*** Opening EXTRACT ***

The Holy Black Land
Das Heilige Schwarze Land
Within the Israeli population, difference is constituted by the Ashkenazi, from Central and Eastern Europe and the Sephardim from the Mediterranean region. Within this congregation the black Falasha Jews from Ethiopia are both excluded and further alienated. The black minority is excluded. A cinematic inventory.
2-channel video by Nira Pereg , Israel 2004/5, 5.06 min, French/English OV
A split screen: to the left, images of Tel Aviv, to the right, the face of Jean Michel Bolima Amesi, a political refugee from the Congo. Michel’s memories of his hometown, Kinshasa, accompany the camera on its journey through Tel Aviv in such a way that times and places flow into one another.
Documentary by Ziv Even Tsur, Israel 2005, 75 min, English subtitles
At Eshbal boarding school - on a hill in Galilee - young socially committed kibbutz inhabitants meet young people from Ethiopia whom no other institution wants to take on. Israel’s Ethiopian community, which is still very young, is considered a ‘high-risk’ group which shows all the symptoms of impoverishment and marginalisation that lead to alcohol and drugs abuse. However, as boarding-school life shows, these young people - like the kibbutz dwellers, too - are trying to find a place in Israeli society: each in their own way.
James' journey to Jerusalem
Feature fim by Ra'anan Alexandrowicz , Israel 2003, 90 min, English subtitles
In the imaginary village of Entshongweni, very far from western civilization, the young James is chosen to undertake a mission - a pilgrimage to holy Jerusalem. But Israel is no longer the Holy Land that James and his people imagined. At the airport, James is suspected of trying to infiltrate the country in order to work illegally. He is jailed and destined for deportation. Inside the dark cell, as James prays to God to allow him to complete his mission, a miracle occurs. A mysterious stranger posts bail for him. But it soon becomes clear that James' freedom has come at a price - his savior is a manpower agent, who rescues illegal migrant workers in exchange for employing them in hard labor jobs. From then on, James' journey to Jerusalem turns into an unpredictable journey through the cruel heart of our economic system. With good teachers, a bit of luck and some lateral thinking, James learns the tricks of the game and plays it towards an inevitable end.
Nira Pereg, artist, born in Tel Aviv in 1969, lives and works in Israel and Germany. Nira Pereg first studied at the Academy of Art and Science at the Cooper Union Institute in New York and later at the Bezalel Academy of Art and Design in Jerusalem. Nira Pereg has exhibited works at the international video-art biennales in Tel Aviv (2002) and Lisbon (2003), as well as at the 1st TransChina Video Festival in Beijing (2003). This year, her works are being shown in exhibitions at the Tokyo Gallery (Tokyo), the Israel Center of Digital Art (Holon) and the transmediale 05 in Berlin. Nira Pereg currently holds a guest professorship at the ZKM (centre for art and media), Karlsruhe.
Ra’aan Alexandrowicz, director, born in Jerusalem in 1968. From 1991 to 1996, he studied film at the Sam Spiegel Film and Television School in Jerusalem. He has directed music videos and produced a number of documentaries, including the highly acclaimed documentary The Inner Tour (2001). In 2003, he made his first feature film: James’ journey to Jerusalem.

*** Closing EXTRACT ***

INSTRUCTIONS
A – List every city named in the film program as a place where Nira Pereg's works have been or are being shown.
B – Copy the film program word for word between "Nira Pereg, artist, born" and "and media), Karlsruhe.", inclusive.

*** Opening STORED DATA ***

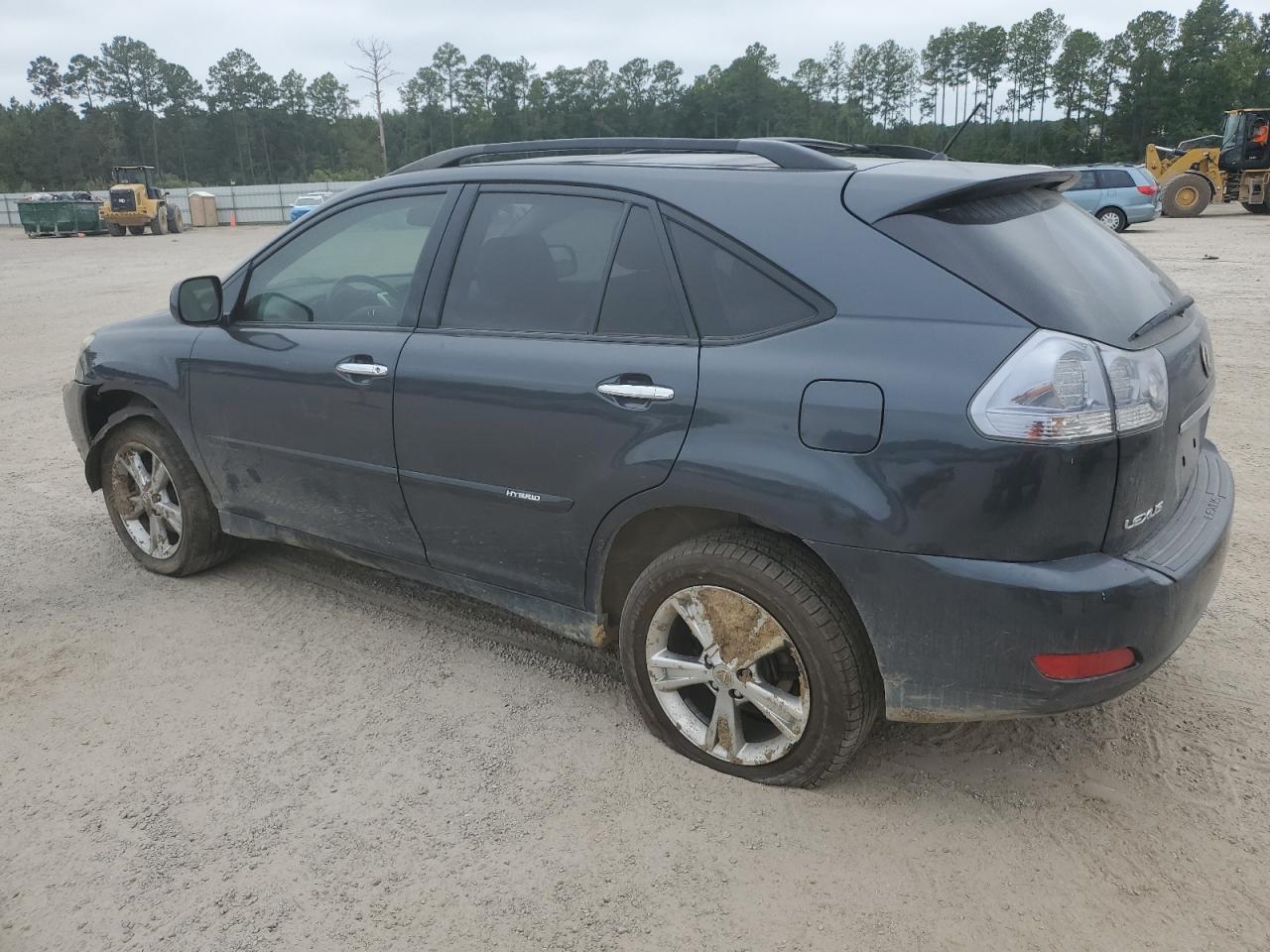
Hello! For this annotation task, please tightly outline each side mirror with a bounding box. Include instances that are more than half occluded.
[168,274,223,323]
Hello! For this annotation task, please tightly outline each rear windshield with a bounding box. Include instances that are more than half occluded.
[876,189,1181,346]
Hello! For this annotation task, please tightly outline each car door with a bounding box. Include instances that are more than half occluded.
[1063,169,1102,214]
[394,185,698,604]
[190,187,456,561]
[1098,169,1151,209]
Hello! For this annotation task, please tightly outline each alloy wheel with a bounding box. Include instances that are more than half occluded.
[647,585,812,766]
[110,443,183,558]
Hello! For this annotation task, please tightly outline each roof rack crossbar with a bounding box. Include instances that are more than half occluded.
[390,137,853,176]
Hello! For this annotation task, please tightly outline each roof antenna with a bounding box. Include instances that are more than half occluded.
[931,103,985,162]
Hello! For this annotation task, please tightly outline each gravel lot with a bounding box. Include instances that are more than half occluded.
[0,208,1270,952]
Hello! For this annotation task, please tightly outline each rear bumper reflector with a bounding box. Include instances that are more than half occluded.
[1033,648,1138,680]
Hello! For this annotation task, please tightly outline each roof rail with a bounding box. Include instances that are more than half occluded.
[779,137,939,159]
[390,137,853,176]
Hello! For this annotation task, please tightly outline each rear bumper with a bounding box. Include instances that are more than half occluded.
[808,443,1234,721]
[1124,204,1160,225]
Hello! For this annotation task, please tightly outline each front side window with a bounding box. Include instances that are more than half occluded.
[240,194,445,326]
[441,193,623,334]
[667,221,818,337]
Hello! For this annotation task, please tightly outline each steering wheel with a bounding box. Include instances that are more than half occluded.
[323,274,401,318]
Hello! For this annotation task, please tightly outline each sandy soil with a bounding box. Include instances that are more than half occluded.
[0,209,1270,952]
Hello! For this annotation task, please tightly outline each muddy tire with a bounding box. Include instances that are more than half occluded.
[100,418,232,575]
[1093,208,1129,234]
[618,528,883,787]
[1160,173,1212,218]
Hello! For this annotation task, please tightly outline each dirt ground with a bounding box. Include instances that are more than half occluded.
[0,208,1270,952]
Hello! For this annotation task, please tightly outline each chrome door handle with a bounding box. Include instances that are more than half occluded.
[595,384,675,400]
[335,361,389,377]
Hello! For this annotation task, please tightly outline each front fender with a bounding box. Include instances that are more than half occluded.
[83,396,182,493]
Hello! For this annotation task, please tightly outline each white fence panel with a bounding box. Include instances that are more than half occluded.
[0,181,364,227]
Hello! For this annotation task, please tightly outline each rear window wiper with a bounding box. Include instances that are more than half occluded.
[1129,295,1195,340]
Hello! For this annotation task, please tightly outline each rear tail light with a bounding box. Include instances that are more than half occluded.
[970,330,1169,444]
[1098,344,1169,432]
[1033,648,1138,680]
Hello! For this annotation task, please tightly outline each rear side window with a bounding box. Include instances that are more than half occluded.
[1068,169,1101,191]
[1098,169,1135,187]
[667,219,818,337]
[595,205,687,337]
[441,193,623,334]
[874,189,1181,346]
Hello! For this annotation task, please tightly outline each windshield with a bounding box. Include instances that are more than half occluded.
[1221,113,1243,153]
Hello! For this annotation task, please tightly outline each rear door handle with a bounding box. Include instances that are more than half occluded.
[595,384,675,401]
[335,361,389,377]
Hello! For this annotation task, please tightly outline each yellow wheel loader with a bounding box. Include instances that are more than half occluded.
[1147,109,1270,218]
[101,165,186,237]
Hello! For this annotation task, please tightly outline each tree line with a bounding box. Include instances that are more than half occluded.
[0,0,1270,190]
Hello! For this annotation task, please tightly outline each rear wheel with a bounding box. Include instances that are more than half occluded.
[1160,173,1212,218]
[1096,208,1129,231]
[618,530,881,787]
[101,418,230,575]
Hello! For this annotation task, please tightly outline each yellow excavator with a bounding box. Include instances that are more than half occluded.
[1147,109,1270,218]
[101,165,186,236]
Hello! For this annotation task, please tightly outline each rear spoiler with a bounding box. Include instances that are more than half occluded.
[842,163,1080,225]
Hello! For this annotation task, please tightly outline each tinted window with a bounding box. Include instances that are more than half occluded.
[241,195,445,325]
[875,189,1181,346]
[667,221,817,337]
[1067,169,1098,191]
[441,193,623,334]
[598,205,687,337]
[1098,169,1135,187]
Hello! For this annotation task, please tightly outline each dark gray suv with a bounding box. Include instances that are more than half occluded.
[64,140,1233,784]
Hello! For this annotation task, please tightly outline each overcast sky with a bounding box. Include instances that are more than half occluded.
[0,0,1249,109]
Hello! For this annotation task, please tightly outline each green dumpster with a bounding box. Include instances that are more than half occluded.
[18,198,105,237]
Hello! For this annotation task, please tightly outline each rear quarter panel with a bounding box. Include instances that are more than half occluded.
[597,195,1116,581]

*** Closing STORED DATA ***

EXERCISE RESPONSES
A – Tel Aviv, Lisbon, Beijing, Tokyo, Holon, Berlin

B –
Nira Pereg, artist, born in Tel Aviv in 1969, lives and works in Israel and Germany. Nira Pereg first studied at the Academy of Art and Science at the Cooper Union Institute in New York and later at the Bezalel Academy of Art and Design in Jerusalem. Nira Pereg has exhibited works at the international video-art biennales in Tel Aviv (2002) and Lisbon (2003), as well as at the 1st TransChina Video Festival in Beijing (2003). This year, her works are being shown in exhibitions at the Tokyo Gallery (Tokyo), the Israel Center of Digital Art (Holon) and the transmediale 05 in Berlin. Nira Pereg currently holds a guest professorship at the ZKM (centre for art and media), Karlsruhe.